Saved entries:
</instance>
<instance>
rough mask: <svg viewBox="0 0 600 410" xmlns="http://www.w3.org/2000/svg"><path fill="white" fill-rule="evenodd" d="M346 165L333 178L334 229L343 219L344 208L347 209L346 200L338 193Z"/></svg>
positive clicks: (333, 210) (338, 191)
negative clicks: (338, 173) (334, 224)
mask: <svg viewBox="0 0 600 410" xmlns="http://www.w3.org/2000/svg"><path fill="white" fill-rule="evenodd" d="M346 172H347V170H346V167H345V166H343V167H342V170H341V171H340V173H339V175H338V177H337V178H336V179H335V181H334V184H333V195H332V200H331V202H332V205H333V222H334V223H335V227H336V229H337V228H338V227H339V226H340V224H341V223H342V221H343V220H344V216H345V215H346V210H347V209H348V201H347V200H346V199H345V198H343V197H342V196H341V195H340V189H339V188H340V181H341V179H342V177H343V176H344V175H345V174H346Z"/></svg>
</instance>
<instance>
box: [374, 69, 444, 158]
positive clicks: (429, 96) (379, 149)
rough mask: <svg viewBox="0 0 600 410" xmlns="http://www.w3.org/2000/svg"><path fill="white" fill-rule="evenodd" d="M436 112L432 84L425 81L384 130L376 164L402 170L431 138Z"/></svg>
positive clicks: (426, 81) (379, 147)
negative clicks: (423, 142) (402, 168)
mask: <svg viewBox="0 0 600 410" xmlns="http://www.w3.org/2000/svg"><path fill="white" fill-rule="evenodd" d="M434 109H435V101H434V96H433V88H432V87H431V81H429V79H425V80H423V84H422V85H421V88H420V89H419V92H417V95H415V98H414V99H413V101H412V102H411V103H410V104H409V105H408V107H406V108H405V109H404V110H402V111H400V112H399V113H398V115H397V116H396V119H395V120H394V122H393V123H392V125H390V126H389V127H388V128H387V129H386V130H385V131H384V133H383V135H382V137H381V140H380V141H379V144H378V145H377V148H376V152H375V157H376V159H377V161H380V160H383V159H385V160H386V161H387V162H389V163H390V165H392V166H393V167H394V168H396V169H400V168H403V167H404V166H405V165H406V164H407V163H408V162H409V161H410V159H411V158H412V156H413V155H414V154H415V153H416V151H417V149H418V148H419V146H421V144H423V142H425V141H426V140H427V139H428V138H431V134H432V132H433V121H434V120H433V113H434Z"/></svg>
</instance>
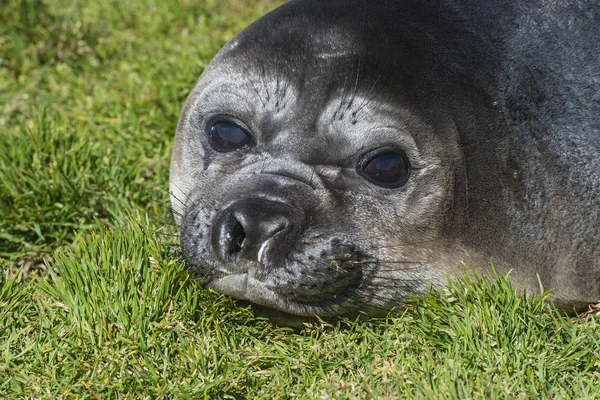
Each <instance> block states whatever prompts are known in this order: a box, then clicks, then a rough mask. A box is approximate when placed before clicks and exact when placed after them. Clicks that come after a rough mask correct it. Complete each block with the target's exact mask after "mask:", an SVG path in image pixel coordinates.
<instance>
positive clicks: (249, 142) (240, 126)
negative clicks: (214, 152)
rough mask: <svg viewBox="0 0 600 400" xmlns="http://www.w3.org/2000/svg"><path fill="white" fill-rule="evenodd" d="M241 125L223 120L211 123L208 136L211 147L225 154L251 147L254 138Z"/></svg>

▶ Exercise brief:
What is needed is every line of the records above that contains the word "rough".

▶ Exercise output:
rough mask: <svg viewBox="0 0 600 410" xmlns="http://www.w3.org/2000/svg"><path fill="white" fill-rule="evenodd" d="M346 165L333 178L334 229L343 219L344 208L347 209L346 200L338 193Z"/></svg>
rough mask: <svg viewBox="0 0 600 410" xmlns="http://www.w3.org/2000/svg"><path fill="white" fill-rule="evenodd" d="M436 112L432 84L425 81L384 130L376 164L402 170L431 138Z"/></svg>
Each <instance> block states whatever prompts are known in this order: a box, then clicks, then a rough mask. A box is approximate when placed before clicks and exact when placed after them. Clicks that come after a rough mask correct it. Complete each block with the target's exact mask after "mask:", an SVG path in image pixel coordinates.
rough mask: <svg viewBox="0 0 600 400" xmlns="http://www.w3.org/2000/svg"><path fill="white" fill-rule="evenodd" d="M241 125L223 120L211 123L208 136L211 147L225 154L251 147L254 138Z"/></svg>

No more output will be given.